Document excerpt —
The concept of a cyborg resides mainly in the realm of science fiction. However, researchers from the University of Washington are bringing it a little closer to reality. They recently designed a tiny drone that uses antennae from a real moth to navigate in the direction of target chemicals.
Although it sounds absurd, repurposing the moth’s biology was more efficient than engineering a man-made chemical sensor. The drone automatically navigates towards target chemicals and has applications across a variety of industries.
Ask anyone in the field of technology and they’ll tell you that it is difficult to beat Mother Nature. The systems found in nature are typically far more sophisticated than anything humans can make. In some cases, replicating those systems with hardware is good enough—even if they don’t perform with maximum efficiency.
However, the University of Washington team decided that it would be better to work with nature—literally.
Melanie Anderson, the lead author of a paper detailing the moth-drone hybrid, says, “Nature really blows our human-made odor sensors out of the water.”
She adds, “By using an actual moth antenna with Smellicopter, we’re able to get the best of both worlds: the sensitivity of a biological organism on a robotic platform where we can control its motion.”
That is certainly true. The team’s “Smellicopter” is a tiny drone that features collision avoidance technology and other forms of logic. However, the highlight is an antenna removed from a common hawk moth that’s mounted on the front of the board.

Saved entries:

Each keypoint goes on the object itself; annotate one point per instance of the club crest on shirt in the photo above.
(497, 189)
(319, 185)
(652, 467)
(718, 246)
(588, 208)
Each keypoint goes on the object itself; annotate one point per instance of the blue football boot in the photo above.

Exercise — Copy word for word the part of the moth-antenna drone article from "Although it sounds" to "variety of industries.".

The completed task —
Although it sounds absurd, repurposing the moth’s biology was more efficient than engineering a man-made chemical sensor. The drone automatically navigates towards target chemicals and has applications across a variety of industries.